Restate the material below word for word, from its first line to its last.

Segment Start: THE DATA

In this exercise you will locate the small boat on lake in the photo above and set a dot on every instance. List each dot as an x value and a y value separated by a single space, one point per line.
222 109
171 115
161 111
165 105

Segment End: THE DATA

● SOLUTION FOR THIS TASK
In this exercise you will locate the small boat on lake in the photo above and set a dot on every instance. List each dot as an x value and a y value separated by a single space, one point per line.
222 109
171 115
161 111
165 105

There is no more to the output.